* THE REQUEST:
Copy out the lines of every entry below word for word, leaving the pictures out of your answer.

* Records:
# # #

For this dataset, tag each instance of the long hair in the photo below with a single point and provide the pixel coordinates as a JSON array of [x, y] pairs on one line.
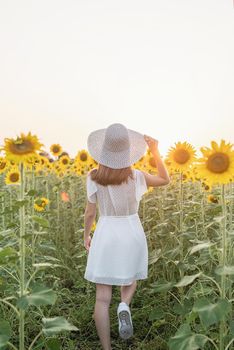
[[104, 175]]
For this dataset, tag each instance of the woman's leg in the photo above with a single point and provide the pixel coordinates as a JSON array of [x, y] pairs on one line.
[[101, 314], [127, 292]]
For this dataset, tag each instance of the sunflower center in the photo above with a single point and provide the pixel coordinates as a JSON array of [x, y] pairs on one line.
[[218, 162], [22, 147], [14, 177], [56, 149], [83, 157], [2, 165], [181, 156]]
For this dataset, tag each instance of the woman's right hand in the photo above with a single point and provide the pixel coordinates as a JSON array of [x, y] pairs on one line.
[[152, 143]]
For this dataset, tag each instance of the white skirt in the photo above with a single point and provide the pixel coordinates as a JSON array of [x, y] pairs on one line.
[[118, 253]]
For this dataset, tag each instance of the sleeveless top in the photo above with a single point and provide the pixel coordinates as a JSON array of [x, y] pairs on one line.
[[117, 200]]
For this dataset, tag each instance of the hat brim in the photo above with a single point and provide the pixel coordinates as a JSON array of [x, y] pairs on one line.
[[137, 149]]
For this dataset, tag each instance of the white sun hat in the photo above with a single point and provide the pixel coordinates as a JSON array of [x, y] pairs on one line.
[[116, 146]]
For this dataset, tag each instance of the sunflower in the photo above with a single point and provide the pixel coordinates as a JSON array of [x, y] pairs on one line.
[[23, 148], [12, 176], [40, 203], [217, 163], [212, 199], [4, 164], [64, 161], [56, 149], [181, 156]]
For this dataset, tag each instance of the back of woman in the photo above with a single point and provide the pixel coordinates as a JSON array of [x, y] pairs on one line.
[[118, 250], [119, 200]]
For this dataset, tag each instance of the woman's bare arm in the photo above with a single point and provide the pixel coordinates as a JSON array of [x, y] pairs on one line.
[[163, 177]]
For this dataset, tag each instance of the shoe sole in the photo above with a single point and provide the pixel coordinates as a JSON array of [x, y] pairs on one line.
[[126, 329]]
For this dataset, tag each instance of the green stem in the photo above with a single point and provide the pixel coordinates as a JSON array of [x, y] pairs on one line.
[[222, 328], [22, 257], [11, 305], [181, 289], [13, 346], [34, 340], [231, 341]]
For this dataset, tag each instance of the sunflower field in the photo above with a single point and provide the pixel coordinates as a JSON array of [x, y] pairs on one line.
[[187, 301]]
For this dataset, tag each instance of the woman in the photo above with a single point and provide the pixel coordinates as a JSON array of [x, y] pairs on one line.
[[118, 251]]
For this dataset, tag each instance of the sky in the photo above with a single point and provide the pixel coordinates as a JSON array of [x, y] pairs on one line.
[[161, 67]]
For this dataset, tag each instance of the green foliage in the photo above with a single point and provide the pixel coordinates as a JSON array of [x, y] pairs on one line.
[[210, 313], [40, 295], [56, 325], [185, 339]]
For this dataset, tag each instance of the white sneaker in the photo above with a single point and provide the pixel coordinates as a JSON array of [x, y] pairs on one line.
[[125, 321]]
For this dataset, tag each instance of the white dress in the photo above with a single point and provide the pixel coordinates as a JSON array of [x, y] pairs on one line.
[[118, 252]]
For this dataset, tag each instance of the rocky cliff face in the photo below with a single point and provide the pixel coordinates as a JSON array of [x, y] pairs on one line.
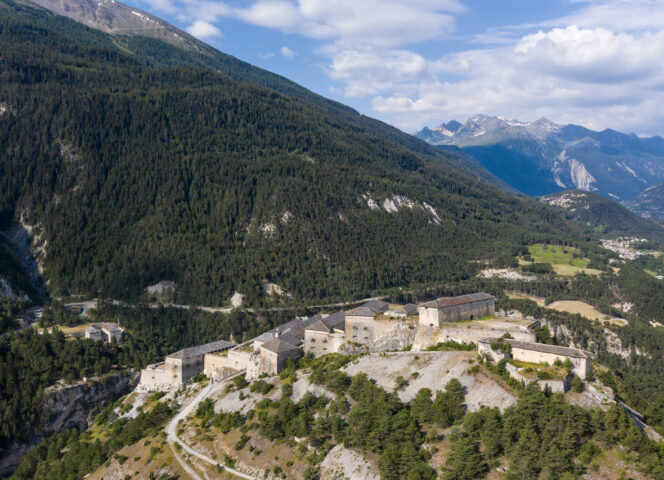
[[70, 406]]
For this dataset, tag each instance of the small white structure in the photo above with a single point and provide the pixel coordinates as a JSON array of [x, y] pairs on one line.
[[237, 299], [541, 353], [325, 335], [402, 311], [456, 309], [272, 357], [361, 324], [112, 332], [94, 333]]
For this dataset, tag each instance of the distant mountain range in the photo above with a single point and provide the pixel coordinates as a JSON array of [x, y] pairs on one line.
[[141, 161], [608, 218], [542, 157], [649, 203]]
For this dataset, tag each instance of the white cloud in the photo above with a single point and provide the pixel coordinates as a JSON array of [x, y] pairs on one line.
[[203, 30], [287, 52], [588, 76], [369, 72], [599, 66]]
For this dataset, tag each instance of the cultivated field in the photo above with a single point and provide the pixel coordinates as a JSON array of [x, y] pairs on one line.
[[566, 261], [585, 310]]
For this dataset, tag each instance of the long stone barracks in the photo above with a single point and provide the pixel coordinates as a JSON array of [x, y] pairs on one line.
[[179, 368], [456, 309], [552, 366]]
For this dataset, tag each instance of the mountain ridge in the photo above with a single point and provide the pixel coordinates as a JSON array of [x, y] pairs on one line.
[[171, 173], [549, 157]]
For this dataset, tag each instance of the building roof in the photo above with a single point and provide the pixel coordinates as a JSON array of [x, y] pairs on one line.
[[542, 347], [446, 302], [277, 345], [202, 349], [408, 309], [111, 328], [369, 309], [291, 338]]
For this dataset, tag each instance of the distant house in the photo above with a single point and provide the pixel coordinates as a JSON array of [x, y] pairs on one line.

# # #

* OUTPUT:
For this dataset, tag each instance of the long hair in the photo below with a single point and provide the pixel coordinates as a JSON array of [x, y] pairs on one line.
[[104, 175]]
For this dataset, tag each instance of the woman's leg in the photo above with a single point and provide the pixel coordinates as a JSON array of [x, y] pairs on one line.
[[101, 314], [127, 292]]
For this dataset, tag each instance of the sunflower center in the photo above with a single point and provide the pixel coordinates as a JSON array of [x, y] pairs on one line.
[[218, 162], [22, 147], [14, 177], [56, 149], [83, 157], [2, 165], [181, 156]]
For this dataset, tag each instance of the woman's right hand in the photo above with a single point and provide the pixel coordinates as a JSON array of [x, y] pairs on one line.
[[152, 143]]
For this dataset, tag each instance of the white skirt in the photo above with a single point and provide the pixel coordinates as a JSON array of [x, y] pairs on one line.
[[118, 253]]
For this dataset, tag each instance of the sleeveless top in the photo above with a single point and provide the pixel coordinates as a JSON array of [x, y] pairs on one line.
[[117, 200]]
For this dataset, tag each instance of the hat brim in the photo above with a single point and provide the pixel coordinates as a JSON array of [x, y] pairs on one line.
[[137, 149]]
For this dataset, tag each instance of the white sun hat in the photo above with a single point and provide the pixel coordinates as a JSON array of [x, y] pairs on one line.
[[116, 146]]
For this dataset, tag each instance of the sunflower in the photo above with a single point and provide the pixel coordinates as a JSON array of [x, y] pairs on one line.
[[23, 148], [12, 176], [40, 203], [217, 163], [212, 199], [4, 164], [64, 161], [56, 149], [181, 156]]
For this dataset, tag each instance of the back of woman in the photo above with a single point and provide the pixel coordinates as a JSON array of [x, y] pairs on one line.
[[118, 250], [119, 200]]
For this dataset, tag each instance of the woman's bare arm in the photo above with a single point and provide the pixel coordinates as a JSON array of [x, y] pairs on one line.
[[163, 177]]
For this dataset, tag each instance of the shoe sole in the photo above with a single point and provide the pixel coordinates as a JSON array of [x, y] pairs on one line.
[[126, 329]]
For this dataset, tag each instance of the green stem in the photo above with a single point and provide the pixel coordinates as a JSON array of [x, y] pairs on one line.
[[222, 328], [22, 257], [11, 305], [181, 289], [13, 346], [34, 340], [231, 341]]
For this dataset, tag each instance of the sunflower field in the photo above with a single point and provide the pixel coordinates as a JSON array of [x, y] pairs on one line.
[[187, 301]]
For this dataset, tag each instance of the woman in the photo above with a single point and provide the pixel coordinates as a JSON array of [x, y] pairs on one line.
[[118, 251]]
For this dataset, tag each instance of the sky in the photo above with a single point and provide the pixel coordinates as a JSON array of [x, y] pairs on one line.
[[161, 67]]
For this dataset, tag each instance of the green foliage in the photo above with a single point and provide the pixel coordinates as a JSON array of [x, y] pairs on one line.
[[210, 313], [40, 295], [56, 325], [185, 339]]
For this dataset, tag each instance of the white sneaker in the photo above with a single point and provide the pixel coordinates as a JSON array of [x, y] pairs on one line.
[[125, 321]]
For this dataset, tag each instance of the white dress in the photo above with a single point and provide the pixel coordinates as a JSON array of [x, y] pairs on one line.
[[118, 252]]
For this dataset, tag each instance of the rocky cliff face in the photo below with a single point and provide the pixel coordinates as a JSON array of [x, y] pairs on one line.
[[70, 406]]
For this dataset, tag each instance of the small white structure in the photo above with a single point and provide the pixel coordinates as a JSON array of [x, y] pairs on one line.
[[237, 299], [541, 353], [325, 335], [402, 311], [456, 309], [272, 357], [361, 324], [112, 332], [94, 333]]
For this dataset, tag each instance of the distant mountain range in the photo above with a single point and provide the pixel coordinates as a JSON array of [x, y] pairs on one line.
[[141, 161], [608, 218], [542, 157], [649, 203]]
For this dataset, tag each instance of the white cloud in the photo above with a single point and provide the pixel coordinates as a JSON array of [x, y] pairs on one line.
[[203, 30], [287, 52], [588, 76], [369, 72], [599, 66]]
For this dataset, tag each instance of the cultivated field in the photo above with a single point and provide the pixel coordinates as a JSON array of [x, y] pairs on one line.
[[566, 261], [585, 310]]
For this dataset, tag each instance of the long stone barracks in the photo above with a single point and provide the pixel coordinates as a JSON array of [x, y] pairs on one line.
[[179, 368], [456, 309], [552, 366]]
For this dataset, tag each instance of the mountain ridge in the photo above with a single point and provide the pixel coordinates as a JSON array of [x, y] pairs on one line.
[[171, 173], [549, 157]]
For this dataset, tag each instance of the building roof in the photo above with a single point and provide the pixel coordinates as a JSON array of [x, y] pairs on one line.
[[542, 347], [446, 302], [277, 345], [202, 349], [408, 309], [111, 328], [369, 309], [291, 338]]
For this dataset, tag each instance of the distant house in the photo above with a single point and provide the pixel coordinates as a JSON array of [x, y] pairs on one line.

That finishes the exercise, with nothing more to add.